→ **ARTICLE**
Accordingly, they do not include all of the information and footnotes required
by generally accepted accounting principles for complete financial statements.
In the opinion of management, all adjustments (consisting of normal recurring
accruals) considered necessary for a fair presentation have been included.
Operating results for the three- and six-month periods ended June 30, 1996 are
not necessarily indicative of the results that may be expected for the year
ended December 31, 1996. For further information, refer to the financial
statements and footnotes thereto for the year ended December 31, 1995 included
in the Company's prospectus for its initial public offering ("IPO") dated July
3, 1996.
The Company has developed an advanced laminate for printed circuit boards for
the electronics industry but has not as yet generated significant revenues from
this operation. Accordingly, the company's activities have been accounted for as
those of a "Development Stage Enterprise". As discussed in Note 2, the Company
closed its IPO on July 9, 1996. Based upon the application of the net proceeds
of the IPO as described herein, the Company plans to increase its production
capacity and estimates achieving a positive cash flow within one year from the
closing of the IPO. Such estimate reflects important assumptions regarding a
number of factors and future events, some of which are beyond the Company's
control. There can be no assurance that management has identified and made
appropriate assumptions regarding all factors that may affect the Company's
business in the future. Beyond such 12-month period, the Company plans to obtain
additional financing for further expansion from the exercise of the warrants or
commercial financing sources.
Note 2 - Balance Sheet/Statement of Stockholders' Equity/Subsequent Events
On April 1, 1996 and June 26, 1996, the Company raised $760,000 and $240,000,
respectively in negotiated offshore investments and issued an aggregate of
208,000 shares ($5.00 per share) of common stock after giving effect to
commission shares and an agreed upon adjustment in the number of shares. Net
proceeds after cash commissions and expenses were $954,466.

→ **PROVIDED DATA**
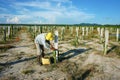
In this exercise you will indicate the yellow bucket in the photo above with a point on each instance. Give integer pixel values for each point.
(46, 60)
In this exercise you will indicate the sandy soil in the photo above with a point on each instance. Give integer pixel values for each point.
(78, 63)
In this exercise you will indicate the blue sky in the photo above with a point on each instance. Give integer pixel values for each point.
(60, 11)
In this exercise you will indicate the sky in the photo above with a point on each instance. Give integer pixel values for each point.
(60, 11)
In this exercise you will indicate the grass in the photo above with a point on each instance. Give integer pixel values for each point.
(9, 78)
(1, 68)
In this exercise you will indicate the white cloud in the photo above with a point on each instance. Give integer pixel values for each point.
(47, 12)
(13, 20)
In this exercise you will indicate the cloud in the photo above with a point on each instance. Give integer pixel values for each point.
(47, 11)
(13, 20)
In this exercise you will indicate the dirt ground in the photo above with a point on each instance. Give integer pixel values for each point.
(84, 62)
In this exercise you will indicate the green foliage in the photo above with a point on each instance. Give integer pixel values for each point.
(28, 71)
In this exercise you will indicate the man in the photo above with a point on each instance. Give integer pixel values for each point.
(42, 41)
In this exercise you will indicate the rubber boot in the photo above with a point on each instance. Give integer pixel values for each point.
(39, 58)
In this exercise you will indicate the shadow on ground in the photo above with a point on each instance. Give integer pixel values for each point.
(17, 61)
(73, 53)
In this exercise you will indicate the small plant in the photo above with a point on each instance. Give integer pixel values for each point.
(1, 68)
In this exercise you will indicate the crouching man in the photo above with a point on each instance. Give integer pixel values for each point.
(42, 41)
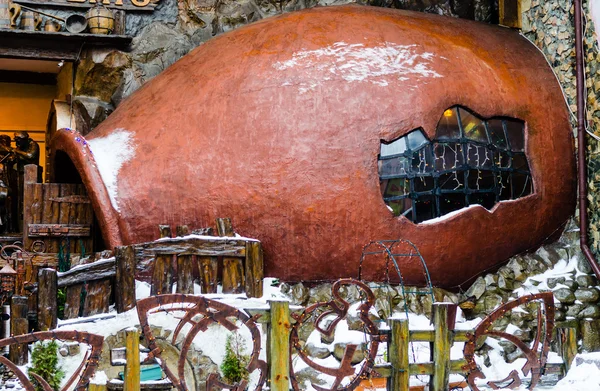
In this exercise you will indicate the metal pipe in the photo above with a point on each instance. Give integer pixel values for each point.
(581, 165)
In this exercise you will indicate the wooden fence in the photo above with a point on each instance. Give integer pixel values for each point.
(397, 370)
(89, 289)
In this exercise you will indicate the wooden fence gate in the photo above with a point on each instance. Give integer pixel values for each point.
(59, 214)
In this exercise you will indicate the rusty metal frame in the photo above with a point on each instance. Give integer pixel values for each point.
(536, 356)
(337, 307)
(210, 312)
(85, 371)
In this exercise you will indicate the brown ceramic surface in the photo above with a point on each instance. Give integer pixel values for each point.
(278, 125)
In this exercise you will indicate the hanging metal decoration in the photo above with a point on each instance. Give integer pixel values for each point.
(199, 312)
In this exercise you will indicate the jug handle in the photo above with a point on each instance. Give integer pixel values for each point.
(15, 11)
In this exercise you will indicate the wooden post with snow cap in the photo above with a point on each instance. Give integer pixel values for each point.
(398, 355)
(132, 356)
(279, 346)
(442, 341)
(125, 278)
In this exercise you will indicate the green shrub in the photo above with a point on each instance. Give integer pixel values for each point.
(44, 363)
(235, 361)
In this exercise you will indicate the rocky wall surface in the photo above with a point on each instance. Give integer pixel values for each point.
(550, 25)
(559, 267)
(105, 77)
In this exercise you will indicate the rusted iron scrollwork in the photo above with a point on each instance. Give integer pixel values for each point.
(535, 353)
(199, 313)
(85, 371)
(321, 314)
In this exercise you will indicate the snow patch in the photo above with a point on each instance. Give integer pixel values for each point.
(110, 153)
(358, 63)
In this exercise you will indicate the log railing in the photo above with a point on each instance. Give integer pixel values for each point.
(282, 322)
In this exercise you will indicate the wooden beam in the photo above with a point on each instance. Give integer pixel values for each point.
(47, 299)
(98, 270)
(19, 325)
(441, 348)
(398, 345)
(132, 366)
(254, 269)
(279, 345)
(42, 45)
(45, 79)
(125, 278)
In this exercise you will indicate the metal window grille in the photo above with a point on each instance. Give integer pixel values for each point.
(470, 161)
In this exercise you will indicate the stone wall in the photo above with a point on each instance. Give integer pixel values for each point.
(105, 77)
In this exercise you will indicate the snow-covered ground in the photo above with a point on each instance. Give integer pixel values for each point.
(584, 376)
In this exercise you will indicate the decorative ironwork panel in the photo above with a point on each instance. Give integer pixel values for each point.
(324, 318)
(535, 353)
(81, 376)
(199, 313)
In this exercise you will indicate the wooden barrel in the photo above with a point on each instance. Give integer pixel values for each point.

→ **WHAT THIS EXERCISE ASKS**
#1 According to the financial statement excerpt, why have the company's activities been accounted for as those of a "Development Stage Enterprise"? Answer in one to three sentences.
#2 Which lines of the records contain the string "snow"? Pick out each of them.
The financial statement excerpt and the records are unrelated material.

→ **SOLVED PROBLEMS**
#1 The company has developed an advanced laminate for printed circuit boards for the electronics industry but has not yet generated significant revenues from this operation. For that reason, its activities are accounted for as those of a "Development Stage Enterprise."

#2
In this exercise you will indicate the wooden post with snow cap in the photo above with a point on each instance. Give integer pixel values for each point.
In this exercise you will indicate the snow patch in the photo above with a point on each instance. Give integer pixel values for each point.
In this exercise you will indicate the snow-covered ground in the photo above with a point on each instance. Give integer pixel values for each point.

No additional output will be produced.